■ **WHAT IS EXPECTED**
Retype all of the data that follows, line for line.

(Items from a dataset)
········

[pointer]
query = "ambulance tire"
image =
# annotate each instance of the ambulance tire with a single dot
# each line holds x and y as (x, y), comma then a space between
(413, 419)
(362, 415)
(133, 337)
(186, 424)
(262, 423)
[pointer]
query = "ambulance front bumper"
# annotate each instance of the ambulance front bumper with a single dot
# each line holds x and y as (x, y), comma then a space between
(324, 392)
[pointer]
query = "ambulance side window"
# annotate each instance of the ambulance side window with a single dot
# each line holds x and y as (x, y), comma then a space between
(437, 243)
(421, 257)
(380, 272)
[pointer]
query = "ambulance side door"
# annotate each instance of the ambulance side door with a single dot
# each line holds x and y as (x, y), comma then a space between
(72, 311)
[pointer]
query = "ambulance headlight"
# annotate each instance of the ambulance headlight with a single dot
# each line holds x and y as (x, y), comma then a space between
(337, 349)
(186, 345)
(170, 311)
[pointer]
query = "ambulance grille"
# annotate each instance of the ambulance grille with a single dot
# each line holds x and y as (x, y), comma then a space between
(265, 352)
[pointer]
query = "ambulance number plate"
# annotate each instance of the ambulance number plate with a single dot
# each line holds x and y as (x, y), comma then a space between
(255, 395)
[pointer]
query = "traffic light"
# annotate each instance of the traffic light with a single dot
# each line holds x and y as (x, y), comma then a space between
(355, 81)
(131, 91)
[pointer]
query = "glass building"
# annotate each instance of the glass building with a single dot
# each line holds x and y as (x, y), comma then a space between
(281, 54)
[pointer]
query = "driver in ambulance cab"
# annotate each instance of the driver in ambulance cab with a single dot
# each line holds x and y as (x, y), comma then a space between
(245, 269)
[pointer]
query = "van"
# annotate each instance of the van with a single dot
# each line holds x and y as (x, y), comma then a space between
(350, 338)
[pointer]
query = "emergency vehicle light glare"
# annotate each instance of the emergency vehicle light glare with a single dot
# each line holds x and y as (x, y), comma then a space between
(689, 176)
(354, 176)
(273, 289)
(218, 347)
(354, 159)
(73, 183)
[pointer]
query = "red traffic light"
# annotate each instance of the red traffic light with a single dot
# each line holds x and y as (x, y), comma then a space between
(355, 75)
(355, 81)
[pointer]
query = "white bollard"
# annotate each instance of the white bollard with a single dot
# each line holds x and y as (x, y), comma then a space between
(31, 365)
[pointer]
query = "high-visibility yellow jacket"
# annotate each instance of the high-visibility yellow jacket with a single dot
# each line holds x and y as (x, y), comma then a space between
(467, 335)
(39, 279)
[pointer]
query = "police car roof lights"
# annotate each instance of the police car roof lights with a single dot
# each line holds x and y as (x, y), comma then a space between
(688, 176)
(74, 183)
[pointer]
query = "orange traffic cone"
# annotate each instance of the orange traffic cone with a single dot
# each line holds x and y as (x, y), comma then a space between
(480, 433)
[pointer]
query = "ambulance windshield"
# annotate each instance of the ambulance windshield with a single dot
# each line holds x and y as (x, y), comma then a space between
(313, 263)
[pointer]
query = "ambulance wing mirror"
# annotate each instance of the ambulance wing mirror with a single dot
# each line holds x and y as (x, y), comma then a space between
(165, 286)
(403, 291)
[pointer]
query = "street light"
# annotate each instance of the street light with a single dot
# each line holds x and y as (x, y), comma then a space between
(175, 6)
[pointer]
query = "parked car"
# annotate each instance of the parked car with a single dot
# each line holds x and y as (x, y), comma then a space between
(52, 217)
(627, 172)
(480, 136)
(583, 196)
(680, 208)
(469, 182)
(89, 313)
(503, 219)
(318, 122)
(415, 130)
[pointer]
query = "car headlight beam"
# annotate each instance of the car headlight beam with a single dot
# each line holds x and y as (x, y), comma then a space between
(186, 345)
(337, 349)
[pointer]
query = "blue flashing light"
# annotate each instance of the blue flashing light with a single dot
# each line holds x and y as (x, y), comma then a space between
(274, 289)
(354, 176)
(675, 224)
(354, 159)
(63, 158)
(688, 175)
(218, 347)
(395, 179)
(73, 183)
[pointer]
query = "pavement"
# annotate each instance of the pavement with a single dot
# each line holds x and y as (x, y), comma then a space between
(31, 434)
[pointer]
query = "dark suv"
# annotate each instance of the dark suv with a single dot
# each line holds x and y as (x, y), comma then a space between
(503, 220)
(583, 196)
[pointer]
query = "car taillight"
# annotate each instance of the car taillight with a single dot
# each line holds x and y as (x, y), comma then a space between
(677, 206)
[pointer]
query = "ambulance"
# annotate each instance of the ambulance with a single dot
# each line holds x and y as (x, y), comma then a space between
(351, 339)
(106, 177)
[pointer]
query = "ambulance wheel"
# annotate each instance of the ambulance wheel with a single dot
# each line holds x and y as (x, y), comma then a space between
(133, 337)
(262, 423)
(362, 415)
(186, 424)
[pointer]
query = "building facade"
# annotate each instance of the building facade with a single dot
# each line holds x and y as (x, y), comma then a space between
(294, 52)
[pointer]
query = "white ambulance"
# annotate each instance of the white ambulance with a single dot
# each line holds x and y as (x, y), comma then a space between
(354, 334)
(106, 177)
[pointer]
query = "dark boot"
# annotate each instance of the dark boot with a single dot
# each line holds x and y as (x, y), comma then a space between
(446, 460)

········

■ **YOUR SOLUTION**
[pointer]
query = "ambulance tire"
image =
# annotate each instance of the ambulance tire with a single dot
# each line holds x and y as (x, y), comma then a space between
(413, 419)
(362, 415)
(133, 337)
(186, 424)
(262, 423)
[pointer]
query = "ambulance front bumper"
# annotate each instance of the ambulance front bumper with a single dot
# each line holds x and y as (x, y), comma then a space between
(324, 392)
[pointer]
query = "ambulance side window"
# annotate each instance of the ambulance side window with a single dot
# each line holds x and y as (x, y), comma then a space between
(437, 243)
(421, 257)
(380, 272)
[pointer]
query = "ambulance side door"
# annotate each instance of the ambulance side door with a single dot
# each line holds x and y as (x, y), comma then a space between
(72, 311)
[pointer]
query = "ambulance headlight"
# annotate each instance of the ambulance headlight with a single dot
# each line holds x and y as (x, y), comma then a space between
(337, 349)
(186, 345)
(170, 311)
[pointer]
query = "ambulance grille"
# annotate each instance of the ambulance grille with a single dot
# each line holds x and y as (x, y), comma then a space between
(265, 352)
[pointer]
query = "ambulance number plate"
# annotate each instance of the ambulance number plate with a single dot
# each line holds x and y as (x, y), comma then a space between
(255, 395)
[pointer]
query = "traffic light"
# annotate each instance of the traffic light with a single dot
# each line holds x and y as (x, y), comma then a space between
(355, 81)
(131, 91)
[pointer]
query = "glass building"
# annotate each instance of the glass building with a single dot
# each line holds x and y as (x, y), comma then a space between
(281, 54)
[pointer]
query = "driver in ambulance cab"
# annotate each instance of the driver in ambulance cab with a single dot
# each line holds x and y as (x, y), comma then a space between
(245, 269)
[pointer]
query = "van"
# annotate each instance of the van with a single dot
# each line holds x and y as (x, y), comma then a space between
(350, 338)
[pointer]
query = "emergency vehicle light glare"
# annotate each instance of the emergency vehicle light glare with a single dot
# each line holds x and y as (x, y), comma then a space between
(689, 176)
(354, 176)
(273, 289)
(218, 347)
(354, 159)
(73, 183)
[pointer]
query = "red traffic light"
# annotate each instance of the red traffic light with a single dot
# each line holds x and y as (x, y), comma then a space between
(355, 75)
(355, 81)
[pointer]
query = "white bollard"
# annotate each instance of the white bollard with a single dot
# each line holds x and y as (x, y), comma then a space between
(31, 365)
[pointer]
query = "high-visibility yellow jacket"
# annotate each instance of the high-visibility yellow jacket with a single dot
# each line holds x and y as (x, y), comma then a space between
(467, 335)
(39, 279)
[pointer]
query = "police car roof lights"
# annotate each instance of the police car roof lights with a single dot
# each line holds x and y as (x, y), comma then a space between
(688, 176)
(74, 183)
[pointer]
query = "orange traffic cone"
# annotate each instance of the orange traffic cone with a single dot
# each line holds x and y as (x, y), comma then a space between
(480, 433)
[pointer]
query = "ambulance windshield"
# annotate each instance of the ambulance windshield with a single dot
# each line holds x and y as (x, y), comma then a space between
(313, 263)
[pointer]
query = "ambulance wing mirror"
# annotate each instance of the ambulance wing mirror with a single dot
# each line holds x and y as (x, y), comma then a space between
(165, 286)
(403, 291)
[pointer]
query = "street light"
# annotate each instance of the street light with a single dot
# each line holds x and y as (x, y), comma then a space between
(175, 6)
[pointer]
query = "parked car"
# annotate each instance of the parked car with a single dot
# each line holds x and y as (x, y), comma then a space between
(52, 217)
(627, 172)
(480, 136)
(583, 196)
(680, 208)
(469, 182)
(89, 313)
(503, 219)
(318, 122)
(415, 130)
[pointer]
query = "car headlight beam"
# annotate each instance of the car headlight beam with a single dot
# each line holds x and y as (x, y), comma then a space between
(186, 345)
(337, 349)
[pointer]
query = "blue flashing light"
# annotate each instance of the blue flashing light with a single dot
# each line holds x and y as (x, y), comma then a space between
(274, 289)
(354, 176)
(675, 224)
(354, 159)
(63, 158)
(688, 175)
(218, 347)
(395, 179)
(73, 183)
[pointer]
query = "pavement"
# annotate each instance of the pavement with a single dot
# each line holds x and y as (x, y), comma then a space between
(31, 434)
[pointer]
query = "dark suv"
# annotate each instance of the dark suv with a single dot
# each line holds x and y as (x, y), comma then a space between
(503, 220)
(583, 196)
[pointer]
query = "car taillight"
# annotate each instance of the car taillight with a single dot
# each line holds x and y as (x, y), comma then a space between
(677, 206)
[pointer]
query = "ambulance"
# annotate each instance of the ambulance with a single dot
# each line holds x and y as (x, y), comma then a space between
(351, 339)
(106, 177)
[pointer]
query = "ambulance wheel"
# annotate each instance of the ambulance wheel with a single dot
# each line holds x and y as (x, y), comma then a space between
(133, 337)
(262, 423)
(362, 415)
(186, 424)
[pointer]
query = "building facade"
# annotate each instance of the building facade with a single dot
# each line holds x and y as (x, y), comma then a space between
(294, 52)
[pointer]
query = "white ambulance"
# annotate each instance of the white ambulance with a single dot
# each line holds x and y as (x, y), comma then a space between
(354, 334)
(106, 177)
[pointer]
query = "dark boot"
# annotate each instance of the dark boot with a single dot
# each line holds x and y as (x, y), comma then a space between
(446, 460)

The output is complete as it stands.